*** Opening of Records for the exercise ***

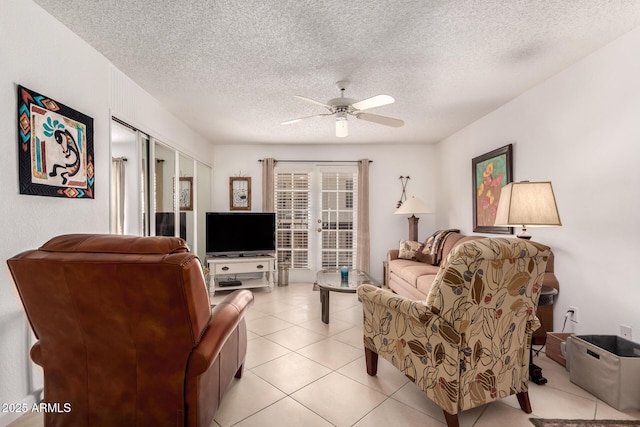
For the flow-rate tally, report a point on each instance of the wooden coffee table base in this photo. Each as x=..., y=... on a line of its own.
x=324, y=300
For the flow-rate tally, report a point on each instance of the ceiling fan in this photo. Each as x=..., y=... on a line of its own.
x=342, y=107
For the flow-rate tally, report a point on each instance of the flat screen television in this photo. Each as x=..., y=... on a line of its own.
x=240, y=234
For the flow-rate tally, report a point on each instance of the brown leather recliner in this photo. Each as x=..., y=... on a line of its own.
x=126, y=335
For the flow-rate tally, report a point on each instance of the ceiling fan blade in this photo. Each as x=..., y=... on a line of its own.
x=288, y=122
x=342, y=128
x=382, y=120
x=375, y=101
x=313, y=101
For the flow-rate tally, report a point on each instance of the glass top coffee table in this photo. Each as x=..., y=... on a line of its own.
x=331, y=281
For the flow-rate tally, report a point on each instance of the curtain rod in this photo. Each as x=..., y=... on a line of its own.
x=317, y=161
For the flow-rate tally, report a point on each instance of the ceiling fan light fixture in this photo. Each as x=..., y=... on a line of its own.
x=342, y=127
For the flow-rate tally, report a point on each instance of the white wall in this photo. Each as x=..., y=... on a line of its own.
x=580, y=129
x=41, y=54
x=389, y=163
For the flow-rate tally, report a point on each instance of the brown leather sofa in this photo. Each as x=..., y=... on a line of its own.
x=126, y=335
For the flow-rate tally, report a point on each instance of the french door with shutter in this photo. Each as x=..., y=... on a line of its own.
x=316, y=209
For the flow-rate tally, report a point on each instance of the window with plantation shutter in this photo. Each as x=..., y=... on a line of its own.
x=339, y=214
x=316, y=211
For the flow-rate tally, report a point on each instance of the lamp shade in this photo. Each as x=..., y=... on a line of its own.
x=527, y=204
x=413, y=206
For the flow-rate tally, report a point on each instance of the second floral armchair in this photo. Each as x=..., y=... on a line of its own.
x=469, y=344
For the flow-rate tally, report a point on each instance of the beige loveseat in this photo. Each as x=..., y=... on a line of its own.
x=412, y=278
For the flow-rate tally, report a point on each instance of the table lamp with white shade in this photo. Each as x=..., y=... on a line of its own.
x=530, y=204
x=527, y=204
x=412, y=207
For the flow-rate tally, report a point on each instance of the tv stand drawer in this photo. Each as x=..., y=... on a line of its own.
x=243, y=267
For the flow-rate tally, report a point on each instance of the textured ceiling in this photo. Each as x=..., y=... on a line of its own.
x=230, y=68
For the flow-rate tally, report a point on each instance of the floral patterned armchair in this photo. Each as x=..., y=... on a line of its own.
x=469, y=344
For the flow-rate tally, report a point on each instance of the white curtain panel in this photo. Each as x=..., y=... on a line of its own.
x=117, y=195
x=363, y=259
x=268, y=191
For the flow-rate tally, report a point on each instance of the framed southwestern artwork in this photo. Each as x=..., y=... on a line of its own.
x=55, y=148
x=491, y=172
x=239, y=194
x=186, y=193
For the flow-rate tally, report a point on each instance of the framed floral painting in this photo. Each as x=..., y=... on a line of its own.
x=491, y=172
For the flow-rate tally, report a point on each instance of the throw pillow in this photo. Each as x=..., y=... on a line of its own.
x=424, y=257
x=408, y=249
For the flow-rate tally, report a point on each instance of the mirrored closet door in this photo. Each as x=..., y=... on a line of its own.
x=157, y=190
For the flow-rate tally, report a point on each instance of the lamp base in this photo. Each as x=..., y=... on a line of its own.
x=524, y=234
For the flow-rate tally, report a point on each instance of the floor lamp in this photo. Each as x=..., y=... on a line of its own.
x=412, y=207
x=529, y=204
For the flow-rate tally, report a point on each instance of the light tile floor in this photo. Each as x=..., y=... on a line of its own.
x=301, y=372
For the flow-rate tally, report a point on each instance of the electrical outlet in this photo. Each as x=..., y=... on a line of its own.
x=625, y=332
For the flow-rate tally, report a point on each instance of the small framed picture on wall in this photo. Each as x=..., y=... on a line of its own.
x=240, y=193
x=490, y=171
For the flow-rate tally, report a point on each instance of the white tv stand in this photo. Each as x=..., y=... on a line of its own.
x=242, y=268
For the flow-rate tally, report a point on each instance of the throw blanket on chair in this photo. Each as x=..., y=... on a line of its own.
x=434, y=244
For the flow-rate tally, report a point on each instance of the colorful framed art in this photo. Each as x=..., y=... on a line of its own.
x=490, y=172
x=240, y=194
x=186, y=193
x=55, y=148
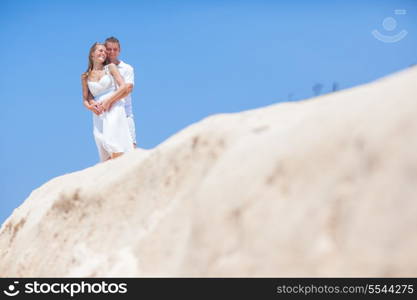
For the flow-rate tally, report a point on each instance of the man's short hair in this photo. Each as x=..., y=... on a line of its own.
x=112, y=39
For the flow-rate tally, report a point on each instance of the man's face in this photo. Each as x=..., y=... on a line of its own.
x=113, y=50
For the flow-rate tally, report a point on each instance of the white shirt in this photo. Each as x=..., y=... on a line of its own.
x=128, y=75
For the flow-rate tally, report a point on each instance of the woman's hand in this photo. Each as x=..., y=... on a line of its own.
x=106, y=104
x=95, y=107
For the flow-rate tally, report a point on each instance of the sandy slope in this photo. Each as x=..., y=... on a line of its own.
x=324, y=187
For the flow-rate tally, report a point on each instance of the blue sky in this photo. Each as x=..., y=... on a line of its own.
x=191, y=58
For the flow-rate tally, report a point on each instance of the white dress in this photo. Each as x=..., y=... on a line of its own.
x=111, y=128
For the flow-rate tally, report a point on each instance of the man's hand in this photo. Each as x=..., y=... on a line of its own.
x=96, y=107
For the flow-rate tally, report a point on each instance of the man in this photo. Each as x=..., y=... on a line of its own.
x=126, y=71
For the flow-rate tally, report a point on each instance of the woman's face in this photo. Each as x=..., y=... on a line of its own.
x=99, y=54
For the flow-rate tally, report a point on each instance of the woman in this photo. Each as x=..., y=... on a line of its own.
x=111, y=129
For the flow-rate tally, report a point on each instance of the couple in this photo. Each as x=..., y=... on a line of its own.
x=106, y=87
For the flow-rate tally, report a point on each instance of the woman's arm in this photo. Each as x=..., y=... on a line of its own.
x=87, y=95
x=122, y=90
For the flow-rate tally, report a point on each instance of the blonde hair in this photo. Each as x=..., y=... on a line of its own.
x=90, y=60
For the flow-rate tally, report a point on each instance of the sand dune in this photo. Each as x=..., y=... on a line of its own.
x=323, y=187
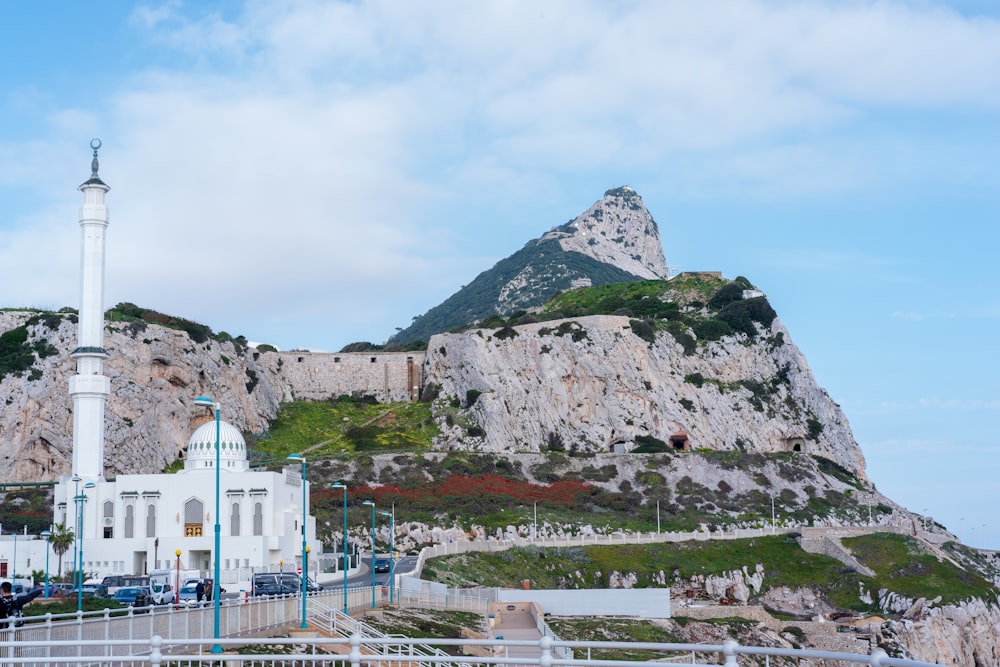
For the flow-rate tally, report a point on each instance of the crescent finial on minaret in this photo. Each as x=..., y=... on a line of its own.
x=95, y=144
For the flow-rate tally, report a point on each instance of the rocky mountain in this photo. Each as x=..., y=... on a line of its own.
x=615, y=240
x=634, y=363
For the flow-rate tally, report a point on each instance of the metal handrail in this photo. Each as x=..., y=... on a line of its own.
x=156, y=651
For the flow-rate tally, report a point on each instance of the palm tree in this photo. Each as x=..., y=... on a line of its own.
x=62, y=539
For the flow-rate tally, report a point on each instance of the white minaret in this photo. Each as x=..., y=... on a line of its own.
x=89, y=388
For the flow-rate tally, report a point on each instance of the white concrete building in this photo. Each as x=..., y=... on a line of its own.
x=137, y=523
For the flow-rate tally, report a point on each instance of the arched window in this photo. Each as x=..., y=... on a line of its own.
x=130, y=520
x=258, y=518
x=109, y=519
x=234, y=521
x=194, y=518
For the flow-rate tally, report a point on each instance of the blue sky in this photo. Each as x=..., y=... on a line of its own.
x=311, y=174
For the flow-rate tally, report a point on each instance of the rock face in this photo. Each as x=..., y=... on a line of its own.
x=155, y=375
x=593, y=383
x=962, y=635
x=615, y=240
x=616, y=230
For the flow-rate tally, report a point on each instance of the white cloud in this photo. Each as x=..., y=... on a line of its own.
x=304, y=154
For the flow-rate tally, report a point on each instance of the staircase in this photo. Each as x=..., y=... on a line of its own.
x=332, y=622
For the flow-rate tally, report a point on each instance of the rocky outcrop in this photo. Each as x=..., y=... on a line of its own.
x=616, y=230
x=593, y=383
x=963, y=635
x=155, y=374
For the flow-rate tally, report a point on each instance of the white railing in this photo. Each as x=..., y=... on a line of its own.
x=336, y=623
x=395, y=651
x=239, y=616
x=450, y=600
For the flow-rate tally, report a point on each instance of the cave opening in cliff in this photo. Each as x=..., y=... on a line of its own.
x=679, y=441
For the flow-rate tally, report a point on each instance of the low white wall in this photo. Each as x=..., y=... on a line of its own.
x=641, y=602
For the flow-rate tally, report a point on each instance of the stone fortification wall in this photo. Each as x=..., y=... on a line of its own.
x=388, y=376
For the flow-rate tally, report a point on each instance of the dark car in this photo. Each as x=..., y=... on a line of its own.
x=275, y=588
x=132, y=596
x=96, y=590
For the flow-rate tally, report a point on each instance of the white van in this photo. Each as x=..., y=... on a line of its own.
x=161, y=586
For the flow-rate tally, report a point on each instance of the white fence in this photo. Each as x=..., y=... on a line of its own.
x=356, y=651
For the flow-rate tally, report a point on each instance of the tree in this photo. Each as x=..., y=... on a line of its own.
x=62, y=539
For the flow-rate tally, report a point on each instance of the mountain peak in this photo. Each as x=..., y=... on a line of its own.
x=616, y=230
x=615, y=240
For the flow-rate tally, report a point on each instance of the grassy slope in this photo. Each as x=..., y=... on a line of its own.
x=900, y=563
x=331, y=428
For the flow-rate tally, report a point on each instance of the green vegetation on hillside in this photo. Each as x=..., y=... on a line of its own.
x=553, y=269
x=691, y=307
x=18, y=354
x=903, y=565
x=900, y=563
x=347, y=424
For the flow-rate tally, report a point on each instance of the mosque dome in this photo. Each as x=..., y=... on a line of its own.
x=201, y=448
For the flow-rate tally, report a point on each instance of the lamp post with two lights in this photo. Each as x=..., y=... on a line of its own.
x=208, y=402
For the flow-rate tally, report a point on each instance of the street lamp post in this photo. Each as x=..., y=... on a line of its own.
x=76, y=479
x=83, y=506
x=305, y=555
x=177, y=576
x=372, y=503
x=392, y=554
x=205, y=400
x=46, y=534
x=344, y=542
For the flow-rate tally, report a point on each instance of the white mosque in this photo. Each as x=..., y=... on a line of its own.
x=134, y=524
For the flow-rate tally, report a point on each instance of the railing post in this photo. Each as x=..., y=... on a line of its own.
x=729, y=650
x=545, y=644
x=355, y=654
x=875, y=659
x=155, y=656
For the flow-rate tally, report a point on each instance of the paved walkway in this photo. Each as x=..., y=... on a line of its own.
x=518, y=624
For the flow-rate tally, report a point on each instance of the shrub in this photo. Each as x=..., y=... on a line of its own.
x=471, y=396
x=741, y=315
x=648, y=444
x=697, y=379
x=643, y=330
x=555, y=442
x=710, y=329
x=729, y=294
x=505, y=333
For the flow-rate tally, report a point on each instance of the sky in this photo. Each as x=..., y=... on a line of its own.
x=314, y=173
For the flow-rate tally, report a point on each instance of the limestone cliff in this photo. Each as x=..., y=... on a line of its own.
x=156, y=373
x=614, y=241
x=594, y=383
x=963, y=635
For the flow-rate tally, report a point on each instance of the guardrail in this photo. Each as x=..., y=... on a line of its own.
x=238, y=616
x=394, y=652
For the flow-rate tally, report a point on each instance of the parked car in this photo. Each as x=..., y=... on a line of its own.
x=274, y=581
x=96, y=590
x=133, y=596
x=275, y=588
x=188, y=595
x=57, y=590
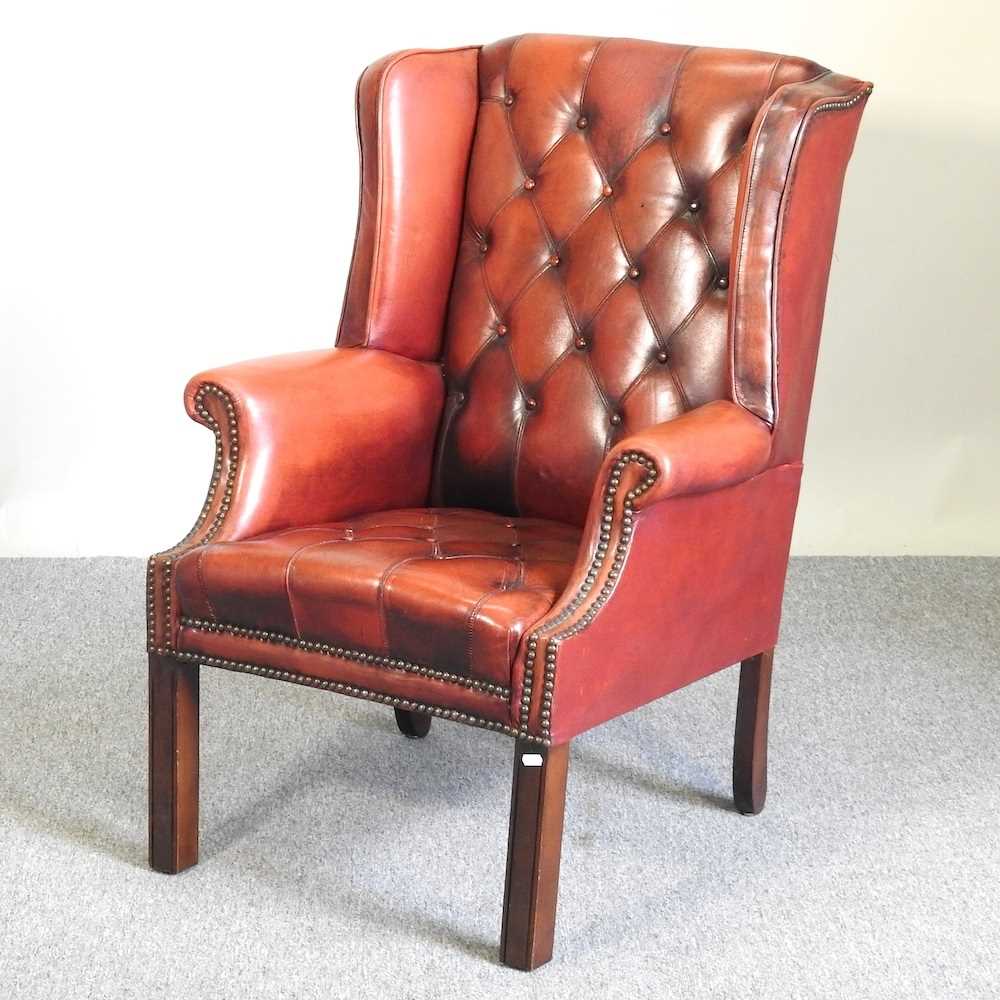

*** Close of Records for the exercise ***

## Work instructions
Copy out exactly the lines between the line that contains "of the guardrail" and the last line of the records, both ends included; leave out every picture.

## Exercise result
For the flow-rate tally, report a point on each instance of the guardrail in this photo. Each as x=..., y=... on a line of its own.
x=238, y=616
x=394, y=652
For the flow-rate tally, report a point on each instance of the parked car in this photo. Each as x=..., y=... on a line of its own.
x=274, y=581
x=96, y=590
x=133, y=596
x=275, y=588
x=188, y=595
x=57, y=590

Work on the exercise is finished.